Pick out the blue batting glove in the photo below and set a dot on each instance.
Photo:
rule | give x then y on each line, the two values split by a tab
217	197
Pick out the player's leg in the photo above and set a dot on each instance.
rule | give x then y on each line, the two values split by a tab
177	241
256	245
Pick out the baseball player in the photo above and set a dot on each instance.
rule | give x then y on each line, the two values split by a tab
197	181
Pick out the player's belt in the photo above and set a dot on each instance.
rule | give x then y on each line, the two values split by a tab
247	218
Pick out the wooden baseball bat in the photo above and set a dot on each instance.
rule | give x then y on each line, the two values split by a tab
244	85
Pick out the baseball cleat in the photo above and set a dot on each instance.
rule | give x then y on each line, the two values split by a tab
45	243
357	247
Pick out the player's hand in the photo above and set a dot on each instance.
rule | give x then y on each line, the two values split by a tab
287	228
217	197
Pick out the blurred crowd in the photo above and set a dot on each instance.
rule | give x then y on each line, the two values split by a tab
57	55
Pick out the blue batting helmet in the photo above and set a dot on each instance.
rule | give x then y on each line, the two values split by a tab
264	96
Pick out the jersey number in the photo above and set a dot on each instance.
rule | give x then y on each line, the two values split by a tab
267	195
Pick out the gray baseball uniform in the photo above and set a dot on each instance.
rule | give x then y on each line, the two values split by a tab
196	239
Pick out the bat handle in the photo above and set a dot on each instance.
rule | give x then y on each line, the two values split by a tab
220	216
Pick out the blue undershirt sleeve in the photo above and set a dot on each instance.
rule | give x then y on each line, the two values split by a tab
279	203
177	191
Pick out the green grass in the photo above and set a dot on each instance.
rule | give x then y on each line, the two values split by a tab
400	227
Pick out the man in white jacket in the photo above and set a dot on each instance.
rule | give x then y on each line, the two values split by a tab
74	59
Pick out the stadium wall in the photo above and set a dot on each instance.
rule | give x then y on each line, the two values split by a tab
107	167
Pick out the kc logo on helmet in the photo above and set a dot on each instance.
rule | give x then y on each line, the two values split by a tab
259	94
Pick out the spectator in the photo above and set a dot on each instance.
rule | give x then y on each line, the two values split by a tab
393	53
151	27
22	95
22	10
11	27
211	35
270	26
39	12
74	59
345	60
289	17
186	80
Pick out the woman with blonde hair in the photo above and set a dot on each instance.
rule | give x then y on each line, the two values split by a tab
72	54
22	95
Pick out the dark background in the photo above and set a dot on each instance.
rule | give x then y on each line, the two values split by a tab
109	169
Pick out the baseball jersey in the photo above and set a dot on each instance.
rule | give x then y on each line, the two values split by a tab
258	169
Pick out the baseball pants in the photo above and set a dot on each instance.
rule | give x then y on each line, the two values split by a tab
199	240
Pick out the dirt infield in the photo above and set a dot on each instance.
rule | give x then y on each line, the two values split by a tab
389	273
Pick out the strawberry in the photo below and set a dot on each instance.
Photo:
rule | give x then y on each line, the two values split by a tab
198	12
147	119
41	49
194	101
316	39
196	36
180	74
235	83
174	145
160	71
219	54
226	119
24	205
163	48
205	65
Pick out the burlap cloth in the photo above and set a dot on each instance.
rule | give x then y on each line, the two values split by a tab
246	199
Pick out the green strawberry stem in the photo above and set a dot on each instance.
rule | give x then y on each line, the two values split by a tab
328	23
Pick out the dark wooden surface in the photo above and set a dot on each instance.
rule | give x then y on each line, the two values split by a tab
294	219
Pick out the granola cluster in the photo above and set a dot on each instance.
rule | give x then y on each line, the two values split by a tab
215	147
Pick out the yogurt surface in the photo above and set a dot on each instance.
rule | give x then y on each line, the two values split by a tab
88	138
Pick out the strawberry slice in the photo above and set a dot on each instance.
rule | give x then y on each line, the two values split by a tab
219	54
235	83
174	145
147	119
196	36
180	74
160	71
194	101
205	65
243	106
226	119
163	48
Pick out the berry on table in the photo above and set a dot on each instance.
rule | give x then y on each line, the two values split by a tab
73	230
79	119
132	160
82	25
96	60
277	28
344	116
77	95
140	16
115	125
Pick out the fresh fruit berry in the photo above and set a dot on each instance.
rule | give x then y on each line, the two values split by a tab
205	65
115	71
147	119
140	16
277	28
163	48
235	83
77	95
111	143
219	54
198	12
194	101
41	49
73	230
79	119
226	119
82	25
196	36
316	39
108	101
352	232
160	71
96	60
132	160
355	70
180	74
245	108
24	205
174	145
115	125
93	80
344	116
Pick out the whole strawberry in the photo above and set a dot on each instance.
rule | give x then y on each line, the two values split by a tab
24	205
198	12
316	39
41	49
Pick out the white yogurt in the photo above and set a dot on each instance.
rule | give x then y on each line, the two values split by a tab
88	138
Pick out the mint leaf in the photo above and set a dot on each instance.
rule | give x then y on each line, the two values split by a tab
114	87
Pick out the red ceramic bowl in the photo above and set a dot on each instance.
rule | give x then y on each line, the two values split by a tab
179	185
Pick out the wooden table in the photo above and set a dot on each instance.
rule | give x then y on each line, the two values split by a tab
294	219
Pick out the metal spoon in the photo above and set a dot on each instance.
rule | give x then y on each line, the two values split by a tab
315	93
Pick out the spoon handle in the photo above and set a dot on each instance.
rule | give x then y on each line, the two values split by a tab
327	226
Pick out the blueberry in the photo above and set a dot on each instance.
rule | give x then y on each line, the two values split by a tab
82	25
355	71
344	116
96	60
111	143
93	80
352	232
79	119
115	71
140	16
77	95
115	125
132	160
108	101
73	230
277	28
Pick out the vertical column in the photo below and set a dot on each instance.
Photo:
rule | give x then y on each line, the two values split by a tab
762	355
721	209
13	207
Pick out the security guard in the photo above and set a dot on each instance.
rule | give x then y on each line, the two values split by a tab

> PROBLEM TO SOLVE: Copy all of the material above line for line, with nothing changed, added, or left out.

> THE COMPLETED TASK:
Pick out the blue batting glove in the photo below and set a dot on each instance.
Photo:
rule | give x then y on each line, the two values split by a tab
217	197
Pick out the player's leg in the photo above and set a dot on each instance.
rule | give x then y on each line, the two values split by a tab
177	241
256	245
Pick out the baseball player in the photo above and set a dot on each instance.
rule | give x then y on each line, the two values split by a tab
197	181
Pick out the player's belt in the photo above and set a dot on each instance.
rule | give x then y on each line, the two values split by a tab
247	218
Pick out the wooden baseball bat in the photo above and set a dot on each instance.
rule | give x then y on each line, the two values split by a tab
244	85
Pick out the baseball cleat in the photo above and set a dot on each instance.
rule | give x then y on each line, the two values split by a tab
45	243
357	247
Pick out the player's hand in the photo above and set a dot on each instance.
rule | give x then y on each line, the two values split by a tab
287	228
217	197
Pick out the blurred crowd in the photo above and set a dot on each instance.
rule | give x then y on each line, the two values split by a tab
57	55
Pick out the blue batting helmet in the photo above and set a dot on each instance.
rule | give x then y on each line, the two values split by a tab
264	96
Pick out the jersey number in the photo above and set a dot on each instance.
rule | give x then y on each line, the two values split by a tab
267	195
Pick out the gray baseball uniform in the photo above and set a dot on each instance.
rule | give x then y on each line, the two values split by a tab
196	239
Pick out the bat handle in the photo above and set a dot on each instance.
rule | give x then y on each line, the two values split by a tab
220	216
Pick out the blue undershirt sleeve in the photo above and set a dot on each instance.
rule | give x then y on each line, the two values split by a tab
279	203
177	191
Pick out the green grass in the photo above and set a dot on each instance.
rule | give x then y on each line, the two values split by a tab
400	227
Pick out the man in white jacket in the photo above and set a dot on each instance.
rule | give x then y on each line, the two values split by a tab
74	59
Pick out the stadium wall in the photo above and set a dot on each instance.
rule | give x then y on each line, the two values split by a tab
107	167
Pick out the kc logo on helmet in the photo above and set a dot on each instance.
rule | give x then y on each line, the two values split by a tab
259	94
Pick out the spectator in the photo above and set a dot on each instance.
rule | give x then y on each line, the two values split by a tab
393	53
151	27
22	95
22	10
11	27
211	35
270	26
39	12
74	59
345	60
289	17
186	80
Pick out the woman with blonde hair in the photo above and set a dot on each instance.
rule | give x then y on each line, the two values split by a tab
72	54
22	95
Pick out the dark background in the photo above and set a dot on each instance.
rule | give x then y on each line, the two values split by a tab
109	169
Pick out the baseball jersey in the photo above and set a dot on each instance.
rule | give x then y on each line, the two values split by a tab
258	169
Pick out the baseball pants in the photo above and set a dot on each instance.
rule | give x then y on each line, the two values split by a tab
199	240
Pick out the dirt infield in the photo above and set a dot on each instance.
rule | give x then y on each line, the two values split by a tab
389	273
Pick out the strawberry in the photo below and set a dot on each instance.
Photo:
rule | give x then y on each line, the two values split by a tab
198	12
147	119
41	49
194	101
316	39
196	36
180	74
235	83
174	145
160	71
219	54
226	119
24	205
163	48
205	65
Pick out the burlap cloth in the photo above and set a dot on each instance.
rule | give x then y on each line, the two values split by a tab
246	199
Pick out the green strawberry stem in the photo above and set a dot on each instance.
rule | give x then y on each line, the two values split by a tab
328	23
Pick out the dark wooden surface in the photo above and set a dot on each instance.
rule | give x then y on each line, the two values split by a tab
294	219
Pick out the granola cluster in the photo above and set a dot on each instance.
rule | give x then y on each line, the two values split by a tab
215	147
Pick out the yogurt surface in the photo above and set a dot on each instance.
rule | give x then y on each line, the two values split by a tab
88	138
Pick out the strawberry slice in the photo above and set a dot on each instance.
rule | give x then y on each line, the two values split by a tab
219	54
235	83
174	145
147	119
196	36
180	74
160	71
194	101
205	65
243	106
226	119
163	48
Pick out the berry on table in the photo above and set a dot on each instance.
rule | give x then y on each line, the two values split by a tab
73	230
79	119
132	160
82	25
96	60
277	28
344	116
77	95
140	16
115	125
Pick out the fresh fruit berry in the photo above and set a dot on each instance.
rule | give x then y on each line, the two values split by a tab
205	65
115	71
147	119
140	16
277	28
163	48
235	83
77	95
111	143
219	54
198	12
194	101
41	49
73	230
79	119
226	119
82	25
196	36
316	39
108	101
352	232
160	71
96	60
132	160
355	70
180	74
245	108
24	205
174	145
115	125
93	80
344	116
Pick out the whole strawberry in the photo above and set a dot on each instance.
rule | give x then y on each line, the two values split by a tab
24	205
198	12
316	39
41	49
Pick out the white yogurt in the photo above and set a dot on each instance.
rule | give x then y on each line, the two values split by a tab
88	138
Pick out the mint leaf in the photo above and set a dot on each instance.
rule | give x then y on each line, the two values split by a tab
114	87
Pick out the red ceramic bowl in the photo above and set a dot on each instance.
rule | give x then y on each line, the two values split by a tab
179	185
Pick out the wooden table in the photo above and set a dot on each instance.
rule | give x then y on each line, the two values split by a tab
294	219
Pick out the metal spoon in the photo above and set a dot on each instance.
rule | give x then y on each line, the two values split by a tab
315	93
Pick out the spoon handle in the photo above and set a dot on each instance.
rule | give x then y on each line, the two values split by a tab
327	226
Pick out the blueberry in the photo above and set a dot on each instance.
rule | give x then y on each line, the two values split by a tab
82	25
355	71
344	116
96	60
111	143
93	80
352	232
79	119
115	71
140	16
77	95
115	125
132	160
108	101
73	230
277	28
Pick out the vertical column in the photo below and set a dot on each instance.
Photo:
rule | give x then y on each line, the two values split by a tab
762	355
721	209
13	207
Pick out the security guard in the photo above and set a dot on each instance.
rule | give x then y on each line, the two values split by a tab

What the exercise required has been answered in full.